■ **Source excerpt**
◆ ◆ ◆ ◆ ◆ ◆ ◆

“One morning when I awoke trying to solve a chess problem that had filled my mind as I had put my head upon my pillow that night before, I determined that, henceforth, I should go to sleep thinking of Christ. As the months passed, I discovered that there was much more than a habit involved in this. Here was a proof of the presence of the Lord Jesus Christ in my heart and mind, controlling even the subconscious element of my life.”
“Then I learned that I must not merely go to sleep thinking about Christ, but that I must go to sleep in communion with Him. I began memorizing verses of Scripture at night and reciting them as I fell asleep. At first these truths were merely objective. ‘His Name shall be called wonderful,’ might be my verse on a certain night. At first I would meditate on this in terms somewhat like those in which I might expound them to an audience–‘His Name is full of wonders’; ‘His Name is the name Jesus, that of the Savior’; ‘He shall save His people from their sins.'”
“Then there came a change that He brought in my procedure. Those same sentences were altered: ‘Thy Name is full of wonders’; ‘Thy Name is Jesus’; ‘Thou art my Savior’; ‘Thou shalt continually save me from my sins.’ Soon He became more real than the inside of my eyelids. I could not see them though they were close to my eyes. Him I learned to know in everything but the touch. And closing one’s eyes with Christ takes away all fear of sleepless nights.”
“Let others count sheep jumping over a wall; I shall talk with the Shepherd.” (Donald Grey Barnhouse)
“Allow me to give you a few practical words as to your prayers. Keep clear of the unprofitable habit of ‘saying your prayers.'”
“Christendom is full of solemn warnings as to the tendency of our hearts to drop into a routine of religious forms. It is a very great loss to the soul to get into the habit of repeating substantially the same words in prayer every day. It is not prayer at all.”
“We read, ‘In everything by prayer and supplication with thanksgiving, let your requests be made known to God.’ How can you do that if you are using the same form of words day after day, and week after week? Today is not like yesterday, and tomorrow will not be like today. If you are really with God you will be sensitive to the fresh needs of every day.”
“God delights to have our confidence as to every need and care. Then let us cultivate a child’s confidence, and a child’s simplicity as we come to him in prayer. Bring the trying circumstances of today, and the expected difficulties and perplexities of tomorrow to the blessed God who tells you to cast all your care upon Him, for He careth for you.”
“Be simple: give up the long preface; do not feel it necessary to quote a dozen scriptures; ask as a needy and confiding child would ask its parent.” (C.A. Coates)

◆ ◆ ◆ ◆ ◆ ◆ ◆

■ **Brief**
Extend the collection of quotations on prayer with the next passage, beginning after its final quotation, the one attributed to C.A. Coates.

◆ ◆ ◆ ◆ ◆ ◆ ◆

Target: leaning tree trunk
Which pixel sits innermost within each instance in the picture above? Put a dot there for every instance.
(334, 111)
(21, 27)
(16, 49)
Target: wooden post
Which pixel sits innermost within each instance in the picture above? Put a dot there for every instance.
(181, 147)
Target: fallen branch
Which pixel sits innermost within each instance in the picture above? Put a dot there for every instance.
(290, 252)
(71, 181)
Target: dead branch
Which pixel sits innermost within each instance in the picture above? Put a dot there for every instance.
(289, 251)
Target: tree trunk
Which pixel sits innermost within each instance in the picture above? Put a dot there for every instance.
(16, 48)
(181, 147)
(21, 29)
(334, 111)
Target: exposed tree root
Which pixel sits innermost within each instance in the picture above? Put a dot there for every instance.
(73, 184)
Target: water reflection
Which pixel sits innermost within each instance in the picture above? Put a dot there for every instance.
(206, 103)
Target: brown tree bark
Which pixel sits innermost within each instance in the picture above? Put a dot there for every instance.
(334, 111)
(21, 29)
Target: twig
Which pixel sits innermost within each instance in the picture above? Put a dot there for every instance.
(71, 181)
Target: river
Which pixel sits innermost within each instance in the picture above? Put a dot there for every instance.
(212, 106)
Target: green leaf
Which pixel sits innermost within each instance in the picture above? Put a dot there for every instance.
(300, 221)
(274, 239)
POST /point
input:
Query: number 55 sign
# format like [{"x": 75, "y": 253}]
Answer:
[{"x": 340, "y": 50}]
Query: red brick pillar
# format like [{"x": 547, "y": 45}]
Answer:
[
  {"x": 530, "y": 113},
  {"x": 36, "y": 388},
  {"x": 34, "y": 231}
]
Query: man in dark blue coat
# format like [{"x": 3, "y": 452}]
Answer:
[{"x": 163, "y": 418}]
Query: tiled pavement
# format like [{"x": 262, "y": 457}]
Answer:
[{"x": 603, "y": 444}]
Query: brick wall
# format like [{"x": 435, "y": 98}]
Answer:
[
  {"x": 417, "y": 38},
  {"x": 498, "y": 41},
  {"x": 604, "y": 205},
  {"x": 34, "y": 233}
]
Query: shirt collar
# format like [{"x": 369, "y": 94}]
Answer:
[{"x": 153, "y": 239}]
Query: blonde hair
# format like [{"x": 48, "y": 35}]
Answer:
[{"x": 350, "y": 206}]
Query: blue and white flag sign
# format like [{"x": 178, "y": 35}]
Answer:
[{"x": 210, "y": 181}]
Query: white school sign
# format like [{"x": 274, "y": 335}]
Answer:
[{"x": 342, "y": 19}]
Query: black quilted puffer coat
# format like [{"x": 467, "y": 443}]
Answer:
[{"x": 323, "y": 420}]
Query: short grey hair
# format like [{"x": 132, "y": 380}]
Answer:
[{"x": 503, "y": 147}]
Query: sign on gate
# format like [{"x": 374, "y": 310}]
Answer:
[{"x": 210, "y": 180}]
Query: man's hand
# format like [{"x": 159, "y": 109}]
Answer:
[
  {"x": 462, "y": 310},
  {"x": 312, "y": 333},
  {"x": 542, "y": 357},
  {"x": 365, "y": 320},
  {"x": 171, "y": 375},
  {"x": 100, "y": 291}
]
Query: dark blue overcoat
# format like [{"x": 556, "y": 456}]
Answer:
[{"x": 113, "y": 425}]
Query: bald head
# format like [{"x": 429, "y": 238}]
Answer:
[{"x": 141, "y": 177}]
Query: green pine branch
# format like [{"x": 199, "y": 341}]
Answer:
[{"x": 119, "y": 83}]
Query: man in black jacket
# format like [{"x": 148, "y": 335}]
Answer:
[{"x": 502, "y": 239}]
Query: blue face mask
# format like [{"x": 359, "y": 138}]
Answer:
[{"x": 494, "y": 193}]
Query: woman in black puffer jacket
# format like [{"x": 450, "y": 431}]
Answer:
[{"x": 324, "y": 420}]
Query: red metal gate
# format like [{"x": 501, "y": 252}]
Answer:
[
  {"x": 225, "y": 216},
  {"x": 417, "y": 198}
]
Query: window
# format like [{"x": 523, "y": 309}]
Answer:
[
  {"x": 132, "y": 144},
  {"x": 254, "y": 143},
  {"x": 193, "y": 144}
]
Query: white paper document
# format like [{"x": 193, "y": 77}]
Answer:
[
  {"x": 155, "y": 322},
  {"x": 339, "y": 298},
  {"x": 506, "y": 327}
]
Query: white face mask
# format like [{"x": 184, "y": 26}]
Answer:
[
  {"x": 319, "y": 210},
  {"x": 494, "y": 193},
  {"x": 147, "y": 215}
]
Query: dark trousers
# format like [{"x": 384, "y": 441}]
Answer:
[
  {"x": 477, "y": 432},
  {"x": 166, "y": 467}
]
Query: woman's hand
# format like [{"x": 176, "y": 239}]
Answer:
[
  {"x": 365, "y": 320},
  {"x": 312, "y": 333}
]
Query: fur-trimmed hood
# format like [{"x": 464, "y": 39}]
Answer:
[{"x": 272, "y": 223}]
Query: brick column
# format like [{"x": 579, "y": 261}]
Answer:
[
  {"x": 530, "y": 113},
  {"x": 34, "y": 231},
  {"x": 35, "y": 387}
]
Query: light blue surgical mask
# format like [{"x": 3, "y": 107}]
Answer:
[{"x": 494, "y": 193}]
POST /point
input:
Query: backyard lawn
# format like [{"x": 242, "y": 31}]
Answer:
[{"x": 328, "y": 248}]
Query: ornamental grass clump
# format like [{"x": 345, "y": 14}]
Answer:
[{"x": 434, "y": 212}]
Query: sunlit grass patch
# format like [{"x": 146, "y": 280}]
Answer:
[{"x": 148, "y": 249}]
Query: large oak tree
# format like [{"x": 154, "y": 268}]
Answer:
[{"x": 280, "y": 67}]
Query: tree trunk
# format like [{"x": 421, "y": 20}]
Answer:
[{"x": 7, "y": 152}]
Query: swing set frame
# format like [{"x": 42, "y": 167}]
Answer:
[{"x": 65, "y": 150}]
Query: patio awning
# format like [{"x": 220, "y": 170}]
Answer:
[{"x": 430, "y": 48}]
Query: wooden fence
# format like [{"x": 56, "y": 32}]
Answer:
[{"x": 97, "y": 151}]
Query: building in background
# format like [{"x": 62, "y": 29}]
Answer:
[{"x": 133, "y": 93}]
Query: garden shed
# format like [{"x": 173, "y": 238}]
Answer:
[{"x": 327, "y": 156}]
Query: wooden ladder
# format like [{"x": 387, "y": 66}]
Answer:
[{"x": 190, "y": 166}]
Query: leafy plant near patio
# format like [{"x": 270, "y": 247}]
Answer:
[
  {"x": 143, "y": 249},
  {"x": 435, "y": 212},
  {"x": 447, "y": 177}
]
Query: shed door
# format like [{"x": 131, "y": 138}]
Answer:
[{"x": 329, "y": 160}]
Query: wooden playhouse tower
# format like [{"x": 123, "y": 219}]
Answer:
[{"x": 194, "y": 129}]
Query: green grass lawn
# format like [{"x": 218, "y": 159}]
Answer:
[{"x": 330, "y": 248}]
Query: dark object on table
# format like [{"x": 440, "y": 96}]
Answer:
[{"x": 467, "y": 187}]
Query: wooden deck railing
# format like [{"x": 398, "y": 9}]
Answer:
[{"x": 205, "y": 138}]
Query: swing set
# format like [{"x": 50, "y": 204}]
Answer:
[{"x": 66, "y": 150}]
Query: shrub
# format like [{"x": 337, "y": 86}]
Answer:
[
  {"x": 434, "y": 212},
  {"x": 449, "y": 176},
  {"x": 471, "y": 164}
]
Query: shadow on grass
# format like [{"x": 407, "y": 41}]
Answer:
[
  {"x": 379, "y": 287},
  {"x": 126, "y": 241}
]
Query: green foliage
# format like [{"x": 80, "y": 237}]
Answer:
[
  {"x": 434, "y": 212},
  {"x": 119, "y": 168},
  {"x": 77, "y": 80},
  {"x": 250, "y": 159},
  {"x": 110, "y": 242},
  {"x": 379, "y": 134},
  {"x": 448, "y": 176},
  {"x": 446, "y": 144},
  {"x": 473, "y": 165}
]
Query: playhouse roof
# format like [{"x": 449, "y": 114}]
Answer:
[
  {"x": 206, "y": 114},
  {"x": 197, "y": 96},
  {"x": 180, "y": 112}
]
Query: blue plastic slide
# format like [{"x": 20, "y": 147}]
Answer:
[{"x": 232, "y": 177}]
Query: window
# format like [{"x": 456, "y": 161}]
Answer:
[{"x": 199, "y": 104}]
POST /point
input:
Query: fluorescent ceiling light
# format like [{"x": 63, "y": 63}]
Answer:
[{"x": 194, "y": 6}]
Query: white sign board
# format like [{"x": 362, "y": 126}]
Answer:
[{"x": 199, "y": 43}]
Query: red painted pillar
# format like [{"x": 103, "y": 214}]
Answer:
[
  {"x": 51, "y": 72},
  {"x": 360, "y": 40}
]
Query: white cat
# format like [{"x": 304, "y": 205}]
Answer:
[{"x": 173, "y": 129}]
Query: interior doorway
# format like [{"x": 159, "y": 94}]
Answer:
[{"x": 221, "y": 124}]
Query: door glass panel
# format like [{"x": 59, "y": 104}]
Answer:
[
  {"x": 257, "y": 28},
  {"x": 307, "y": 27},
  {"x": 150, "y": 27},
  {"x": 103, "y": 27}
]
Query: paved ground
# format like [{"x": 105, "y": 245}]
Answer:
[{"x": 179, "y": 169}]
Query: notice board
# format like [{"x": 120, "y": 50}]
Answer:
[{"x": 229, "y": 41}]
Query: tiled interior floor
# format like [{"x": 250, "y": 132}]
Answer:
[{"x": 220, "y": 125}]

◆ ◆ ◆ ◆ ◆ ◆ ◆

■ **Final result**
In order that a prayer should be really unto God, there must be a definite and conscious approach to God when we pray; we must have a definite and vivid realization that God is bending over us and listening as we pray. In very much of our prayer there is really but little thought of God. Our mind is taken up with the thought of what we need, and is not occupied with the thought of the mighty and loving Father of whom we are seeking it.
Oftentimes, it is the case that we are occupied neither with the need nor with the One to whom we are praying, but our mind is wandering here and there throughout the world. There is no power in that sort of prayer. But when we really come into God’s presence, really meet Him face to face in the place of prayer, really seek the things that we desire from Him, then there is power. Before a word of petition is offered, we should have the definite and vivid consciousness that we are talking to God and should believe that He is listening to our petition and is going to grant the thing that we ask of Him. We should look to the Holy Spirit to really lead us into the presence of God and should not be hasty in words until He has actually brought us there. (R.A. Torrey)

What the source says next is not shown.